**Brano riportato:**
Questo post è stato scritto il 30 gennaio 2020, più di tre anni fa, tre settimane prima dell’inizio in Italia della pandemia. Facendo «pulizia» lo si è trovato in fondo a un cassetto; non si era allora pubblicato perché si pensava, forse erroneamente, che già ci fosse in quei giorni troppa «infodemia». Oggi sono passati più di tre anni ed è interessante leggere come in E&P già la si pensava allora. Comunque il blog di E&P pochi giorni dopo pubblicò diversi altri post e da allora ne sono stati pubblicati a centinaia.


Roma, Giovedì 30 gennaio 2020

La paura del diavolo, ma non basta l’acqua santa!

Il diavolo si pensava portasse nel mondo guerre ed epidemie e se delle prime ci si è resi conto che l’origine sono gli egoismi del potere sugli uomini e sulle cose e sono continuate, ahimè senza sosta, delle epidemie si sperava invece di aver trovato i mezzi per sconfiggerle o per limitarne i danni, come è stato ad esempio per l’HIV.

Ma se la paura del diavolo deriva soprattutto dal fatto che nel vissuto popolare è una entità che non si vede e che si insinua di nascosto, allora non è molto diverso da altre entità che possiedono pari malignità e che per questo chiamiamo virus!

Dal dizionario Latino-Italiano

Vǐrus [virus], viri

sostantivo neutro II declinazione

  1. umore, secrezione velenosa di serpenti e altri animali, e di piante, veleno, sostanza venefica
  2. succo, umore
  3. secrezione vegetale o animale, dotata di poteri medicamentosi o magici
  4. sapore aspro anche dell'acqua del mare, salsedine
  5. puzza, odore cattivo
  6. (in senso figurato) malignità
  7. tintura di porpora

E questi virus si insinuano in noi, ci scorrono dentro, cioè sono “influenti” e quindi producono le influenze che oggi ci spaventano più di altri possibili fattori di rischio anche più gravi ma che consideriamo meno subdoli, appunto, forse, meno diabolici.

Dopo la prima epidemia di influenza del 1889-90 (forse dovuta al virus N3H8) e propagatasi a partire dalla Russia, quella che sicuramente ha causato più decessi, forse quasi cento milioni, è stata l’influenza spagnola del 1918-20 (virus N1H1) che ha colpito soprattutto i giovani, molti dei quali soldati. Ricordo i racconti di mia madre Wally che aveva 13 anni e che, come prevenzione, le venne detto di fumar tabacco!

Ma molti di noi ricordano invece l’Asiatica del 1957-58 (virus H2N2). Nel ricordo adolescenziale non c’è la paura di morire, ma i decessi al mondo si dice possano esser stati circa quattro milioni.

**Estratti delle righe:**
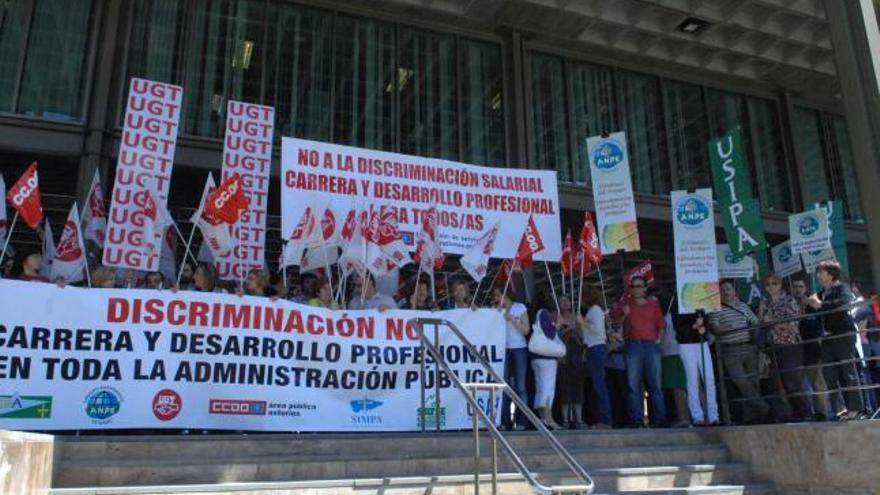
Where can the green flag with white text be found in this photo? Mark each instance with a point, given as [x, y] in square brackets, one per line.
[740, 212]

---

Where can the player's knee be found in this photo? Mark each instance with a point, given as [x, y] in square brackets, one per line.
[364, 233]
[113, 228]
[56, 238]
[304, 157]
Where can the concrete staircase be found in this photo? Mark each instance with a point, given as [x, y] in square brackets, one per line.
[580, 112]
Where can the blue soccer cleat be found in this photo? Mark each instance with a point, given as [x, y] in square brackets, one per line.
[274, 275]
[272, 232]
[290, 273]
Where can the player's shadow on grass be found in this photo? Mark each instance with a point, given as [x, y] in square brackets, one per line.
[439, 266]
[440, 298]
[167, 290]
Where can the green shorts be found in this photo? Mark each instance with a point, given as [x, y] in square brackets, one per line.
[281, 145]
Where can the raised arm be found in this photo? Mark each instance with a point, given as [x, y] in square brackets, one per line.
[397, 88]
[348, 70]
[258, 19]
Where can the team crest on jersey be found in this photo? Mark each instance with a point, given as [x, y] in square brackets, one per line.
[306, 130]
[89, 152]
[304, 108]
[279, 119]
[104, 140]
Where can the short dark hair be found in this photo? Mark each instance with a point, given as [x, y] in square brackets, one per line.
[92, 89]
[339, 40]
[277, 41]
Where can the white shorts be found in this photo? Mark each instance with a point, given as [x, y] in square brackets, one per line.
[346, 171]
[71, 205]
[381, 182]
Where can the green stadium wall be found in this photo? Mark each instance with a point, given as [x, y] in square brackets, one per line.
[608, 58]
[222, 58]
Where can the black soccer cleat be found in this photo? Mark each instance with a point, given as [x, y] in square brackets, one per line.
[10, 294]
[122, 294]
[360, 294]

**Scopo del compito:** Riscrivi il tratto del post sulla paura del diavolo e dei virus che si apre con le parole che contengono "1. umore, secrezione" e si chiude con "forse, meno diabolici.", scambiando "porpora" con "cremisi". Le righe riportate sopra non servono.

**Risultato dell'esercizio:**
1. umore, secrezione velenosa di serpenti e altri animali, e di piante, veleno, sostanza venefica
  2. succo, umore
  3. secrezione vegetale o animale, dotata di poteri medicamentosi o magici
  4. sapore aspro anche dell'acqua del mare, salsedine
  5. puzza, odore cattivo
  6. (in senso figurato) malignità
  7. tintura di cremisi

E questi virus si insinuano in noi, ci scorrono dentro, cioè sono “influenti” e quindi producono le influenze che oggi ci spaventano più di altri possibili fattori di rischio anche più gravi ma che consideriamo meno subdoli, appunto, forse, meno diabolici.